Assignment ▸
Write out exactly, please, the lines from the one containing "task | drop a marker on every instance of the roof" to the end of the material.

The data ▸
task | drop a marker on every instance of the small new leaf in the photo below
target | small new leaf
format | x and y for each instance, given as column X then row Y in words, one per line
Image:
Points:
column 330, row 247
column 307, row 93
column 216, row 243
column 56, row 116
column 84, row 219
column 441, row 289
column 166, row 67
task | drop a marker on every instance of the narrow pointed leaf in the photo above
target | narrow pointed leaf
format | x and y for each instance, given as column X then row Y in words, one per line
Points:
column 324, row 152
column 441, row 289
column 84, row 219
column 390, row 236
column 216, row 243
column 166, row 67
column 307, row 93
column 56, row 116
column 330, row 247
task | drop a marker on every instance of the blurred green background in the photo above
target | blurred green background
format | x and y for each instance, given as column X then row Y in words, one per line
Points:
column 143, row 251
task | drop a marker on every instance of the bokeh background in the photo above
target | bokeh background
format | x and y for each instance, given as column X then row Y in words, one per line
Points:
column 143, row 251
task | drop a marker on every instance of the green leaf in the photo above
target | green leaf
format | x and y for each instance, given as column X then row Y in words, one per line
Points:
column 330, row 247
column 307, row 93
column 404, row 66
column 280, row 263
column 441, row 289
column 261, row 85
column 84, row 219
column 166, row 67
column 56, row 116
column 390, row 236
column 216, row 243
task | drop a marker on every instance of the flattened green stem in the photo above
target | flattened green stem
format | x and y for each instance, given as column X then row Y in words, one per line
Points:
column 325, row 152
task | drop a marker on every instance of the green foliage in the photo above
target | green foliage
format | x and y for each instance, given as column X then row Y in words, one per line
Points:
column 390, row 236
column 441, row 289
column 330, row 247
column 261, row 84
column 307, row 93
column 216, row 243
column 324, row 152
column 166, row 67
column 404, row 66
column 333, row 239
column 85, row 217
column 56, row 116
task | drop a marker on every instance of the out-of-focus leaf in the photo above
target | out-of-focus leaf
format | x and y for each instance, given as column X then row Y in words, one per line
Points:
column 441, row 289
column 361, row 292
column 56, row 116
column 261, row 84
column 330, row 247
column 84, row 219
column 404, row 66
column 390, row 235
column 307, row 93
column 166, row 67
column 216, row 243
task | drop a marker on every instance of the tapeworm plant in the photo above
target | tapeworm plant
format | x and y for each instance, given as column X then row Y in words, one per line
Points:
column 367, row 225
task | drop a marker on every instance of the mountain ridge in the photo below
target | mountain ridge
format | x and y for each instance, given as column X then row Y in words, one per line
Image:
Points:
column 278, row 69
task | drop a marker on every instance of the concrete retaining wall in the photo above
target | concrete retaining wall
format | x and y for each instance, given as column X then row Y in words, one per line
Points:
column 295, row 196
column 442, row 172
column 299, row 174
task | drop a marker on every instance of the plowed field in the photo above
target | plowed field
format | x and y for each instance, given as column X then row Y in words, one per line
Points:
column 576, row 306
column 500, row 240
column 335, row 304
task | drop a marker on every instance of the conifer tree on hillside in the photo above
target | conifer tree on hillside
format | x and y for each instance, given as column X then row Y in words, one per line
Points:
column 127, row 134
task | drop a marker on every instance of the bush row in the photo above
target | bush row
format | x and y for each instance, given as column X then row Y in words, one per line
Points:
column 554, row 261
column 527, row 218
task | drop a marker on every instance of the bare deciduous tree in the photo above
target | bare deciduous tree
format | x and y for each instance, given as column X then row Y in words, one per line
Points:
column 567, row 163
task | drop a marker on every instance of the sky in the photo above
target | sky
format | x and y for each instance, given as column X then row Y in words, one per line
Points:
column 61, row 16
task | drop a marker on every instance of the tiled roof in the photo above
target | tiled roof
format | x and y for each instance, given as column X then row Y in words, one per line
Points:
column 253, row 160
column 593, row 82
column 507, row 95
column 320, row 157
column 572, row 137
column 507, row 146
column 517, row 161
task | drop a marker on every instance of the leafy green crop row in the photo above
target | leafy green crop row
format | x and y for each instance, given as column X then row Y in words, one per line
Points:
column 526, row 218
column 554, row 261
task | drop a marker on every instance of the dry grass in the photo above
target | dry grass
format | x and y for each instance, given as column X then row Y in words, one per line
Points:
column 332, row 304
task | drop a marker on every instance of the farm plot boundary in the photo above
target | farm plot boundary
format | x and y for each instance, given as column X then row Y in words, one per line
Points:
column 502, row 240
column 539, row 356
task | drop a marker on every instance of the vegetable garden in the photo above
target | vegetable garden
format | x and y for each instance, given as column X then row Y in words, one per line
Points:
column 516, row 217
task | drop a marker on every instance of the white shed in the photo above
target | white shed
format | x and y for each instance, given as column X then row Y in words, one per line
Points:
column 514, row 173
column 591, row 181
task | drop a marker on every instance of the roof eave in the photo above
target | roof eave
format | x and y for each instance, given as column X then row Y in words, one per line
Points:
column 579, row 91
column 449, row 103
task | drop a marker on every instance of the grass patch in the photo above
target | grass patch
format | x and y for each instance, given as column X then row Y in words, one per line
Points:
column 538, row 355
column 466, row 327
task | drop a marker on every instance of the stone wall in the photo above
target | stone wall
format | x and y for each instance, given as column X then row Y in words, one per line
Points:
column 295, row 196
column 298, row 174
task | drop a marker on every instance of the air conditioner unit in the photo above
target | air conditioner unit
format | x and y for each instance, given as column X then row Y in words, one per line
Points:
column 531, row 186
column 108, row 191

Result of this exercise ▸
task | drop a marker on every instance of the roof eave in the photo above
target | roof eave
format | x and y for each instance, given as column X then row Y in words, one per line
Points:
column 579, row 91
column 449, row 103
task | drop a marker on every instance of the grass patch in the photo above
target | grass patch
format | x and y for each instance, given as column X then row Y in words, one per line
Points:
column 538, row 355
column 466, row 327
task | drop a marker on every instance of the stone wall in the photo above
target | stone wall
format | x and y for each instance, given as column X then row Y in words, one per line
Points:
column 295, row 196
column 298, row 174
task | drop a marker on every instance of the air conditioner unit in the photo above
target | air conditioner unit
format | x and y for each instance, given as column X then row Y in words, one per line
Points:
column 531, row 186
column 108, row 191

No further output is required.